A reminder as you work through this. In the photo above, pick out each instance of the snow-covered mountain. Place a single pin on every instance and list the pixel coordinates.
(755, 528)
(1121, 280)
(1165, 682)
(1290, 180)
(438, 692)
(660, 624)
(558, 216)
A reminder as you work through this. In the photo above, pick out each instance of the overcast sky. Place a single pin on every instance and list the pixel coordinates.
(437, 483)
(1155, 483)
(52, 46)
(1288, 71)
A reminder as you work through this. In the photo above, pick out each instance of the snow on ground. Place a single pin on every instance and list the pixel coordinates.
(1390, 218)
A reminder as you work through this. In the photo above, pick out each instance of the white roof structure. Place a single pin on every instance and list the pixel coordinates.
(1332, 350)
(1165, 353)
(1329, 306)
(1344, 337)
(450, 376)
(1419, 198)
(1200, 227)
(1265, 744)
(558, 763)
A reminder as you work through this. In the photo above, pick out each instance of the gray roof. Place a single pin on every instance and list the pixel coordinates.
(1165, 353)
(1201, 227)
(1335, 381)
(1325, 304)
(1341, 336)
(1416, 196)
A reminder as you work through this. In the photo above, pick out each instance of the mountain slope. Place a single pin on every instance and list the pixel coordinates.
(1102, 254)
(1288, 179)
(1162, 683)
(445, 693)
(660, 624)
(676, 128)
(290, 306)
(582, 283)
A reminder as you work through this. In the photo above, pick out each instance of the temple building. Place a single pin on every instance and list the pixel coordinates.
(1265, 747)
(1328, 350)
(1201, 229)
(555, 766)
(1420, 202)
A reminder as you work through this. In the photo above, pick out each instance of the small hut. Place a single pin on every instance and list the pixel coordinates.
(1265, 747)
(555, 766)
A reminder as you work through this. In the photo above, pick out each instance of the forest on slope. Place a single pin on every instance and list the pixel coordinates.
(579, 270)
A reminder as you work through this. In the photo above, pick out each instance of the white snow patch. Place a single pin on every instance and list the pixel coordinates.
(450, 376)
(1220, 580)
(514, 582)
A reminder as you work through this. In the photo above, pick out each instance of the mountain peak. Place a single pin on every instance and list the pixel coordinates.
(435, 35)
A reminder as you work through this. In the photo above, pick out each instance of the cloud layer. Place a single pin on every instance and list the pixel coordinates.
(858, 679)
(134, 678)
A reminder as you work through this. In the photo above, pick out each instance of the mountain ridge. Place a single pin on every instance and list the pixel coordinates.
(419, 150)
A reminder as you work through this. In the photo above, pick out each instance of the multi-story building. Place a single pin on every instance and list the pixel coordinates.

§ **Goal of the exercise**: Copy each record from above without leaving any out.

§ **Result below**:
A reminder as you work through this. In the photo above, pick out each instance of the snow-covered mountain. Place a single pin on every instance and list the pixel coordinates.
(755, 528)
(1121, 280)
(1165, 682)
(1290, 180)
(438, 692)
(660, 624)
(558, 216)
A reminder as you work through this. In the photo above, pick out each instance of the overcast sky. Place a single pin on every instance and list the pixel coordinates.
(437, 483)
(1155, 483)
(52, 46)
(1288, 71)
A reminder as you work through this. In the photo above, pick out each instance of the snow on ground. Place a single pin on every instance and list the pixel coordinates.
(1390, 218)
A reminder as you work through this. In the photo above, pick out each instance of the white roof structure. Place a single pin on every instance and list the pixel coordinates.
(1332, 350)
(1165, 353)
(1329, 306)
(1344, 337)
(450, 376)
(1419, 198)
(1200, 227)
(1265, 744)
(558, 763)
A reminder as you work through this. In the photo above, pick out each instance of the gray roof. Place a single pin on every instance and list the pixel coordinates.
(1165, 353)
(1201, 227)
(1335, 381)
(1325, 304)
(1341, 336)
(1416, 196)
A reminder as you work through this. In the photo above, pick out each instance of the mountain slope. Place a single pin on every instance and list the pixel coordinates.
(1102, 254)
(1288, 179)
(1162, 683)
(445, 693)
(660, 624)
(676, 128)
(290, 306)
(582, 283)
A reminder as you work through this. In the photo above, pick out each instance of the temple building. Place a single pin on every instance and list the pixel coordinates.
(1265, 747)
(1328, 350)
(1201, 229)
(555, 766)
(1420, 202)
A reminder as you work through this. In the photo above, pick out each instance of the small hut. Place a single pin on every instance and list the pixel coordinates.
(1265, 747)
(555, 766)
A reminder as you work through this. In the photo above, pick out each instance of the forest on slope. Place a single pin on every instance and list the pixel coordinates.
(579, 270)
A reminder as you work through this. In the photo above, pick out each instance of the white snow patch. Place a single pin on every instance and list the pixel coordinates.
(450, 376)
(1220, 580)
(514, 582)
A reminder as you work through this. In the photo above, pick out each instance of the mountain peak. Place a single pin on every instance and list the pixel coordinates.
(435, 35)
A reminder as you work through this. In the photo above, pick out each instance of the cloud layer. Place a single pin on every instance and list the pixel coordinates.
(858, 679)
(134, 678)
A reminder as you work through this. In the photo above, pick out each instance of the mountain ridge. Place a single pin on every instance and list the pixel coordinates.
(419, 150)
A reminder as you work through this. In the photo above, pick out each instance of the multi-story building. Place a single pin on every instance and list the pixel coordinates.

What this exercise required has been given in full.